**Excerpted passage**
Segment Open

So you listed your home, and you’re fortunate to receive an offer and go under contract. Congrats! The next step is to prepare for your home inspection.
Typically in Denver the buyer of your home will hire a local inspector who will scour the interior and exterior of your home and identify as many issues and defects as possible. Mechanical and electrical systems, roof, foundation, sewer scopes (see the picture below) and more – your buyer’s inspector will analyze your home from top to bottom. Inspectors have a 1,600 item checklist, according to the National Association of Home Inspectors.
So how to prepare for a home inspection if you’re a seller? There’s an abundance of home inspection advice out there. Check out these Scoop articles by Amy Atkinson, a realtor here at Focus Real Estate, and Charlie Glahe, a local Denver inspector who works quite a bit in Central Park:
What to expect when you’re inspecting (Amy Atkinson)
How to prepare your home for inspection (Charlie Glahe)
Outside of Amy’s and Charlie’s advice, have three unusual tips I often tell our home sellers here at Focus. We list homes for sale in Denver for a 1.5% listing fee, and part of our services includes helping clients through every step of the sales process, including inspections.
So without further ado, here are my three unusual tips!
Prepare like you’re going to the prom
The standard inspection advice is to de-clutter your home and make sure it’s accessible for the inspector. I’d recommend treating the inspector like he or she is an extension of the buyer – and treat your inspection like it’s just as important as your most important showing. Do everything you’d do for a showing – clean, clean, clean. De-clutter, de-clutter, de-clutter. Lights on, furniture perfectly in place, grass mowed. Put your best foot forward!
While inspectors have a job to do, they’re human as well. I review inspection reports and chat with inspectors every week. With inspectors I’m friendly with you’d be surprised how quickly the conversation moves from issues with a home to the overall more subjective quality and features of a home.
Your buyer’s inspector might find the same issues with your home regardless, but the tone and overall feel of your inspection might go in a more positive direction if your house sparkles from a systems perspective – and a cosmetic perspective. In short, prepare like you’re going to the big dance!
Vacuum more than you think
This one is simple. Don’t just vacuum your carpets and floors. Go ahead and have your air returns and bathroom exhaust vacuumed out if possible before the inspector shows up.

Segment Closed

**Available data**
Segment Open

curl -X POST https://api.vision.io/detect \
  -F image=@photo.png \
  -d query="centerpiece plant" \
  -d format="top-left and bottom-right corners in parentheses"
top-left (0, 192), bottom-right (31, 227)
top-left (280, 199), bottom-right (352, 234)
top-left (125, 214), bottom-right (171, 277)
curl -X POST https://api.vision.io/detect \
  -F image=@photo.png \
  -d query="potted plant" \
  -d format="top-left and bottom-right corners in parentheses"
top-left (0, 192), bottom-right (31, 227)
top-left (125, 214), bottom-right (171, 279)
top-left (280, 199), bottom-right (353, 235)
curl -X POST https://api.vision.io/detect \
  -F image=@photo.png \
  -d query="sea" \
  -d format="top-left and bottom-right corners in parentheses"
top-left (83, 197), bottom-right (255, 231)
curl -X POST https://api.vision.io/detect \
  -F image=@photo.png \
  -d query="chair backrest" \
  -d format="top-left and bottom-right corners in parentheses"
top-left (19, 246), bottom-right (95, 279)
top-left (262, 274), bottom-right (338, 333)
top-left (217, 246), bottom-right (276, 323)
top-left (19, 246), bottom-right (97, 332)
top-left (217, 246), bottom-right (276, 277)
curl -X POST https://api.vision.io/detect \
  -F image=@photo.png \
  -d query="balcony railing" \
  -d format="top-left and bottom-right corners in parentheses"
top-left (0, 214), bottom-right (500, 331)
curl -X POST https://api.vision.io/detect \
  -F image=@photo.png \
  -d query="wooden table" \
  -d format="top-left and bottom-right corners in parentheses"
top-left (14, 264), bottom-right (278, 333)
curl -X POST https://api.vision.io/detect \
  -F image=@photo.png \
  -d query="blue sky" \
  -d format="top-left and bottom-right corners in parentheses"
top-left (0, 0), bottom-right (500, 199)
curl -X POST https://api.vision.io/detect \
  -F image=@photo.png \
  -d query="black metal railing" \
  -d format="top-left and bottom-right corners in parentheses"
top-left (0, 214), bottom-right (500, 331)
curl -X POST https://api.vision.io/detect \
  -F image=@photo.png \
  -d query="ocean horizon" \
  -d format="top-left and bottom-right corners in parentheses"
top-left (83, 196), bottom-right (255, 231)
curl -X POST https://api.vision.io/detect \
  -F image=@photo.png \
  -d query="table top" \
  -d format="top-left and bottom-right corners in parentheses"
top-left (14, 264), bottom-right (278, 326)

Segment Closed
Segment Open

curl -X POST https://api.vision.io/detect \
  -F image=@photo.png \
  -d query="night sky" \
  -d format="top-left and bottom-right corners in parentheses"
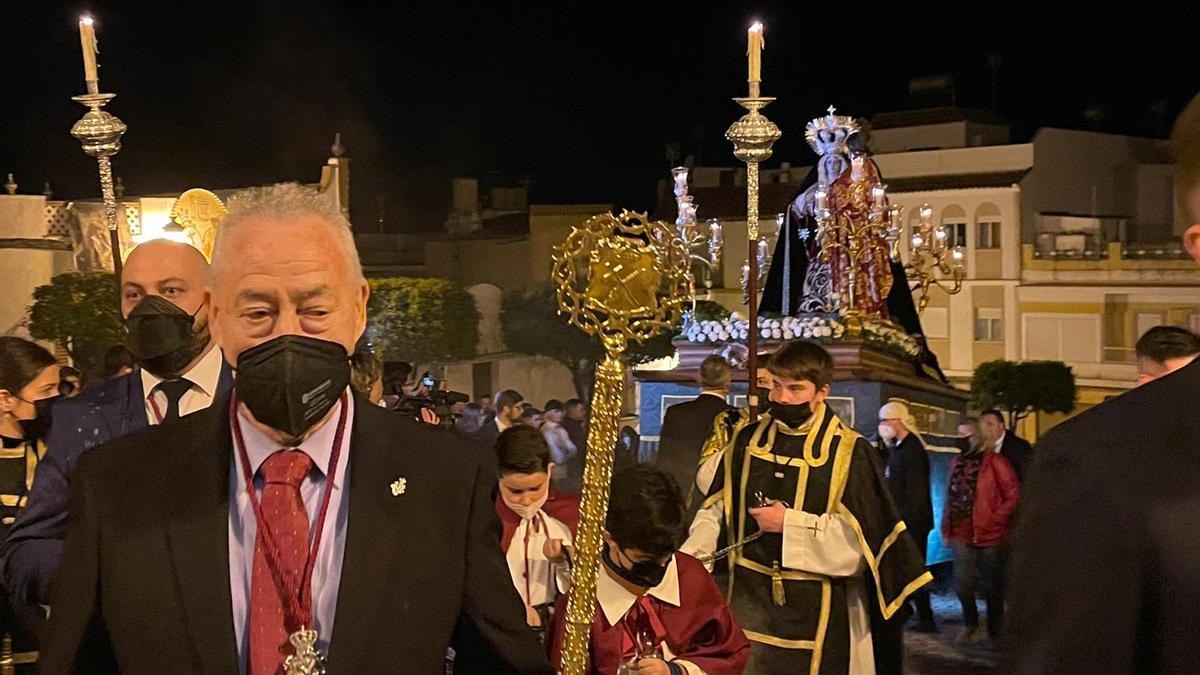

Segment Closed
Segment Open

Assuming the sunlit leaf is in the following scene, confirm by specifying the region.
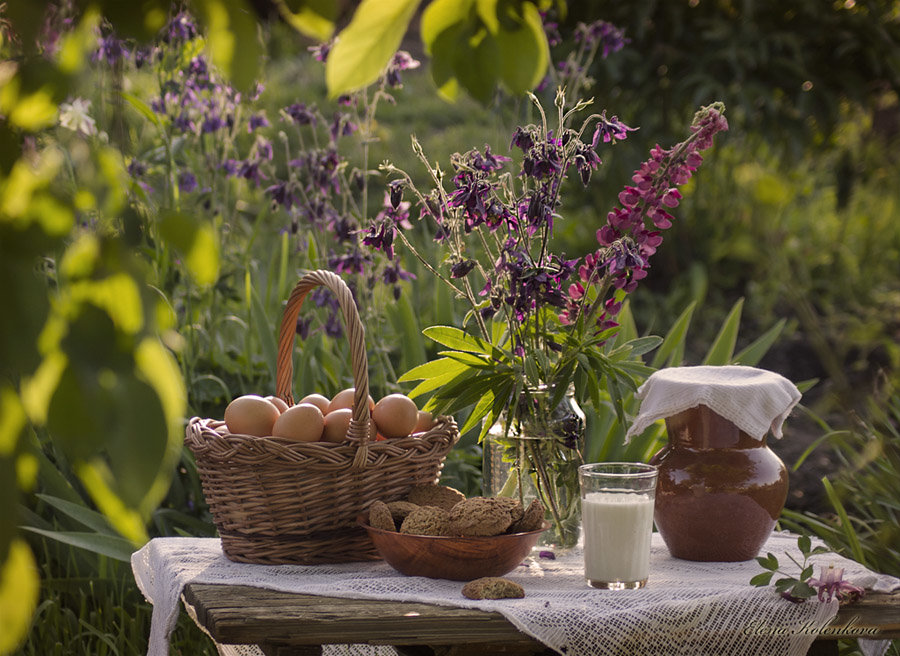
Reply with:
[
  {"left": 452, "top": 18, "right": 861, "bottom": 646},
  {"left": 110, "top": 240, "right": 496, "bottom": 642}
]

Segment Closed

**Task prompt**
Reproduce the passage from the article on preparing a home for inspection word for word, starting at "Outside of Amy’s" and ending at "three unusual tips!".

**Your response**
Outside of Amy’s and Charlie’s advice, have three unusual tips I often tell our home sellers here at Focus. We list homes for sale in Denver for a 1.5% listing fee, and part of our services includes helping clients through every step of the sales process, including inspections.
So without further ado, here are my three unusual tips!